=== Begin Enclosure ===

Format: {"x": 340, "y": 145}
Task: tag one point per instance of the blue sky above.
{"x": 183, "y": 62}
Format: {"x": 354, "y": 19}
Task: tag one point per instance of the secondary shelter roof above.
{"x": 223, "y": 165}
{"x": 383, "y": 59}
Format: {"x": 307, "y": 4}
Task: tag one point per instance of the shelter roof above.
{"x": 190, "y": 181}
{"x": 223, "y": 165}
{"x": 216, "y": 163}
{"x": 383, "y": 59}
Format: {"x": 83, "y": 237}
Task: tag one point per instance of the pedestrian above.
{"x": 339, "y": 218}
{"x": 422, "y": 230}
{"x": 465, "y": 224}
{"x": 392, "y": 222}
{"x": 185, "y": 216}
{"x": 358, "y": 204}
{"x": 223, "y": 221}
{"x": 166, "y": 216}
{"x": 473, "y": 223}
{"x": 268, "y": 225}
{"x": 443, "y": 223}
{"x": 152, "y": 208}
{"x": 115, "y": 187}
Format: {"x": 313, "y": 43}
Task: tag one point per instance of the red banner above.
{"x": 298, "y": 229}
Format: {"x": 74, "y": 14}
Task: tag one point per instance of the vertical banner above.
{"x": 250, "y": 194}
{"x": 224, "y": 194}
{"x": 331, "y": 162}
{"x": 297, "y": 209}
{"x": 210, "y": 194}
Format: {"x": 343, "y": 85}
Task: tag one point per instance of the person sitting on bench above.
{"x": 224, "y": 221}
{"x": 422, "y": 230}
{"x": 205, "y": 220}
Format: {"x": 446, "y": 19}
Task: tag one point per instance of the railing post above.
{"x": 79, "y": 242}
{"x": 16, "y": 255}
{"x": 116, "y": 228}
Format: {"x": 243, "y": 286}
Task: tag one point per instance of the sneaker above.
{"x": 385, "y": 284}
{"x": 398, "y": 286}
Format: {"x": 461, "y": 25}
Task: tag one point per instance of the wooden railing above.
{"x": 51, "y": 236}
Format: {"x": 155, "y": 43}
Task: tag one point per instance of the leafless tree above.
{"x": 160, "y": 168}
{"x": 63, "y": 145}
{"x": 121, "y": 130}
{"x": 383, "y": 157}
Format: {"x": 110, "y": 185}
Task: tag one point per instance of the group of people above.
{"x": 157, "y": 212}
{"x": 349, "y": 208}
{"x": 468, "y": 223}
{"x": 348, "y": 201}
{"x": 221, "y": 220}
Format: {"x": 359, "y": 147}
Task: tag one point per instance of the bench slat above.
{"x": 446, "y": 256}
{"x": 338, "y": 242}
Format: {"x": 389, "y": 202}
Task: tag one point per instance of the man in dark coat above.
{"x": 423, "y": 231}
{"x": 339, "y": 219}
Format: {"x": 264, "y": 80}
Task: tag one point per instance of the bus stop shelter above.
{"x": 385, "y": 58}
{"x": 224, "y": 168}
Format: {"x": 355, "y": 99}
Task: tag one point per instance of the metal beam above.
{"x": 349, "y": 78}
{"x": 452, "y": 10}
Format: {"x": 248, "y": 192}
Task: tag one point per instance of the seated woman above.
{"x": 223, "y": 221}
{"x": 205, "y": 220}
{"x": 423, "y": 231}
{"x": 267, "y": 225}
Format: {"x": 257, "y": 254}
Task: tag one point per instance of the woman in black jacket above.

=== End Enclosure ===

=== Exercise objective ===
Produce a verbatim copy of the lines from the one holding "Task: tag one point per instance of the bus" to the final line of the data, and nothing more.

=== Finished task ===
Task: tag one point per instance of the bus stop shelter above.
{"x": 385, "y": 58}
{"x": 224, "y": 168}
Format: {"x": 355, "y": 99}
Task: tag one point per instance of the metal beam above.
{"x": 349, "y": 78}
{"x": 452, "y": 10}
Format: {"x": 248, "y": 192}
Task: tag one point per instance of the seated woman above.
{"x": 223, "y": 221}
{"x": 205, "y": 220}
{"x": 423, "y": 231}
{"x": 267, "y": 225}
Format: {"x": 257, "y": 254}
Task: tag one point per instance of the woman in black jacket above.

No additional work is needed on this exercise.